* [Challenges]
1: In the lsqnonlin post, what size is the vector of residuals that error.m returns?
2: Reproduce the part of the lsqnonlin post starting with "I run a script" and going on through "my script structure.".

* [Document passage]
::::::

The ouput of the system is defined by a function file 'error.m', which takes X with size 4x1 and returns a vector of residuals with size 8x1.
I run a script with the structure below that sets the some fixed parameters for error.m, then calls the lsqnonlin solver and error.m for n cases.
clear all,clc,close all
load measure;
%initialization: set some constant inputs for 'error.m' and options for the
%solver
% solve nCases
for i=1:nCases
inputs.measured=measure(i);
X=lsqnonlin(@(x)error(inputs,x),x0,lb,ub,options)
save X X;
end
I want to store the values of X over the iterations, not only the solution. There are these examples in Optimization Solver Output Functions, but they use nested functions and I don't know how to adapt them to my script structure.
function stop = myoutput(x,optimvalues,state);
stop = false;
if isequal(state,'iter')

::::::

* [Extracted material]
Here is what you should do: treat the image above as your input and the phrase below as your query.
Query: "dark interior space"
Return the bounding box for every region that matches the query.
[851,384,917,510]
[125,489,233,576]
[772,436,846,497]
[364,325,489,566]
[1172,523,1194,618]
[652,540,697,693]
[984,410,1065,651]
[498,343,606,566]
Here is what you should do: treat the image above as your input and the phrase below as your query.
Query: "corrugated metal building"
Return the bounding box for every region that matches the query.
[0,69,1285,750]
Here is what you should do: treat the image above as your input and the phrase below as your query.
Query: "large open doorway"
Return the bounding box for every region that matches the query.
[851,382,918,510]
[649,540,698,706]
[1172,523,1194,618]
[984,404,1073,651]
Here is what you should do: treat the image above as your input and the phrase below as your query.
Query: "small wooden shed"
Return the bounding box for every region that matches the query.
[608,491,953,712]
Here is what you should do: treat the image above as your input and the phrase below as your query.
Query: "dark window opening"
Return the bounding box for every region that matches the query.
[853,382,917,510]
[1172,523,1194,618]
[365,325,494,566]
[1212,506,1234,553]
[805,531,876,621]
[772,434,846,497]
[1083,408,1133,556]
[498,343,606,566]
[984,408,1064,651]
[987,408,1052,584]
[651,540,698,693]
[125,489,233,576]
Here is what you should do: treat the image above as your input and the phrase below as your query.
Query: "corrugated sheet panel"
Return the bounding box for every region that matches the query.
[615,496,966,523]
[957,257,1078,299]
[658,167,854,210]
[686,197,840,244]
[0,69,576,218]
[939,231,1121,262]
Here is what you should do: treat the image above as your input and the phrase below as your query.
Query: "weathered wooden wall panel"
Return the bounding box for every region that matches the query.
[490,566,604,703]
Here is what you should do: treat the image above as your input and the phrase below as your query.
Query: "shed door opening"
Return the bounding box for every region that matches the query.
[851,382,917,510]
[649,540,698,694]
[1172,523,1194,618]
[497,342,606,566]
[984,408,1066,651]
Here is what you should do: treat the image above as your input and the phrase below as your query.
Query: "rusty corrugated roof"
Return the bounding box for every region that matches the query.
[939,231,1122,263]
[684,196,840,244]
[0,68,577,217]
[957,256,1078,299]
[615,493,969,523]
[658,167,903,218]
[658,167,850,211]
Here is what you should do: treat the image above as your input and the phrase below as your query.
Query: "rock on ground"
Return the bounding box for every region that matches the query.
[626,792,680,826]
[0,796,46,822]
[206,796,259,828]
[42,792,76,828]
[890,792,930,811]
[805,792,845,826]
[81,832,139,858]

::::::

* [Task responses]
1: It is 8x1.

2:
I run a script with the structure below that sets the some fixed parameters for error.m, then calls the lsqnonlin solver and error.m for n cases.
clear all,clc,close all
load measure;
%initialization: set some constant inputs for 'error.m' and options for the
%solver
% solve nCases
for i=1:nCases
inputs.measured=measure(i);
X=lsqnonlin(@(x)error(inputs,x),x0,lb,ub,options)
save X X;
end
I want to store the values of X over the iterations, not only the solution. There are these examples in Optimization Solver Output Functions, but they use nested functions and I don't know how to adapt them to my script structure.